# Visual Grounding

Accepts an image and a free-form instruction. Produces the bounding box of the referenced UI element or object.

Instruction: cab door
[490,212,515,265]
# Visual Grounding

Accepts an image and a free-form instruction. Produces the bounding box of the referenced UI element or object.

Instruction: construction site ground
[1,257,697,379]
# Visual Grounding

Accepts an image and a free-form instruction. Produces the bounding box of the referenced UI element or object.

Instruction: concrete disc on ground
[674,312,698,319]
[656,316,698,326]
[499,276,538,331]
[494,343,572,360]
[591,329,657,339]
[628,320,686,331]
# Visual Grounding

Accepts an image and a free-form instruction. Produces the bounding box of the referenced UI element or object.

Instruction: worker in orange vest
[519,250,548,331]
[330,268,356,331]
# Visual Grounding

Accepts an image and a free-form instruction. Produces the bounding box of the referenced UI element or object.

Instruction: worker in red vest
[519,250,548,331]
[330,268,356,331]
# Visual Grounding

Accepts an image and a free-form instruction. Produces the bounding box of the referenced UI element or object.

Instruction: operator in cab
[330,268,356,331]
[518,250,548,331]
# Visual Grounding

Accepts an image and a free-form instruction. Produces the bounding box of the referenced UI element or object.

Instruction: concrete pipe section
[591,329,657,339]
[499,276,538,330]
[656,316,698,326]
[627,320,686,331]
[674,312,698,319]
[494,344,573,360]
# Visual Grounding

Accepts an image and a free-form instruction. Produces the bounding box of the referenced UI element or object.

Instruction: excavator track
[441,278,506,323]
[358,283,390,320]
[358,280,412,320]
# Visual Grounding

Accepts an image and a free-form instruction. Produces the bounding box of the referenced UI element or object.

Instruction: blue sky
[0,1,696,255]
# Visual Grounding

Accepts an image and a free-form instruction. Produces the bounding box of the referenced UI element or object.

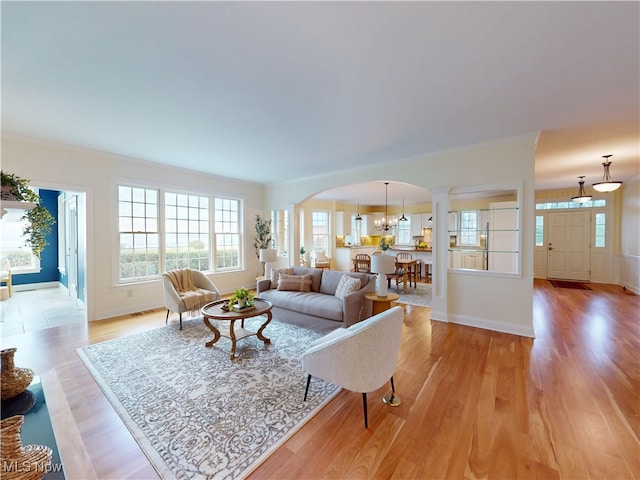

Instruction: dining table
[394,257,419,293]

= = = = = = =

→ Problem details:
Beginning with the line that contains "Instruction: blue sky" and ending with the last line of the entries above, repeat each line exactly, but not the pictures.

→ Response to the task:
Instruction: blue sky
[0,1,696,255]
# Visual Grounding

Accepts an image and a free-form instruction. Produces the bounding box of the referenced UI element or object.


Instruction: dining table
[394,257,419,293]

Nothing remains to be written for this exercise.